• [Excerpted data]

━━━━━━

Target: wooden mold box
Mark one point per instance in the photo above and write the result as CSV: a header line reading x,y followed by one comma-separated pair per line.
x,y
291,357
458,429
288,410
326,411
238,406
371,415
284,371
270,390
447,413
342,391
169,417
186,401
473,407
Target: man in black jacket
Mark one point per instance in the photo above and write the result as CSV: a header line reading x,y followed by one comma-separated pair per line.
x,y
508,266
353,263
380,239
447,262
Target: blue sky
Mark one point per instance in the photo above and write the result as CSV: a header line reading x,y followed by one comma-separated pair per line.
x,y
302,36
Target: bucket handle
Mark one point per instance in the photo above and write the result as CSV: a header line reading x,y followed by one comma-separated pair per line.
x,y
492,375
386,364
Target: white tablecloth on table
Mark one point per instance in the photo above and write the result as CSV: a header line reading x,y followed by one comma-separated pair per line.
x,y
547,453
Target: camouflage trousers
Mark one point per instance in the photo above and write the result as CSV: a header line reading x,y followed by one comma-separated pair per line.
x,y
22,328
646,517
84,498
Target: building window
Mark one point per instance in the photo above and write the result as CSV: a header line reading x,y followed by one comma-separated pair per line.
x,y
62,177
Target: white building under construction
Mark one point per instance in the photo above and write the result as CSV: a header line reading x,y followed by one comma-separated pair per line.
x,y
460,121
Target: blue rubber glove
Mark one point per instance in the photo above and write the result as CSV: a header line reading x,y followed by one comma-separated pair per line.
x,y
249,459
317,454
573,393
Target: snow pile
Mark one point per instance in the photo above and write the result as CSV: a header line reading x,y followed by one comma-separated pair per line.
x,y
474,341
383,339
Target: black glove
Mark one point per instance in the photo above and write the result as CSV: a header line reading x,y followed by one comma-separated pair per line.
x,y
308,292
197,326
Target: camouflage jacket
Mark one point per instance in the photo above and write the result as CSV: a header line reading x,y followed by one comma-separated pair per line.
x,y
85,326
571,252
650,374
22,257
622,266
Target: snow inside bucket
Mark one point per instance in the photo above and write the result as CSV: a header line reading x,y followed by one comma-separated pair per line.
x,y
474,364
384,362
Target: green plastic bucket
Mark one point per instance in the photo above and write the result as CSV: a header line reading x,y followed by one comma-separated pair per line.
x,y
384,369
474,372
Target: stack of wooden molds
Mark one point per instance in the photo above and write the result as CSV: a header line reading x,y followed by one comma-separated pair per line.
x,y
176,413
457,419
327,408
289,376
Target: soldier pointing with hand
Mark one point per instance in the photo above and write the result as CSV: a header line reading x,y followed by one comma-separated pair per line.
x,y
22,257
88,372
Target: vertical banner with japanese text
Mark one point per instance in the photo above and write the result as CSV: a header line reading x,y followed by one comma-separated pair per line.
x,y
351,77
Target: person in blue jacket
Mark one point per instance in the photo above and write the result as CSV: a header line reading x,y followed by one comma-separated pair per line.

━━━━━━

• [Assignment]
Show every line of the records above that contains the word "wooden".

• [Solution]
Target: wooden mold box
Target: stack of wooden molds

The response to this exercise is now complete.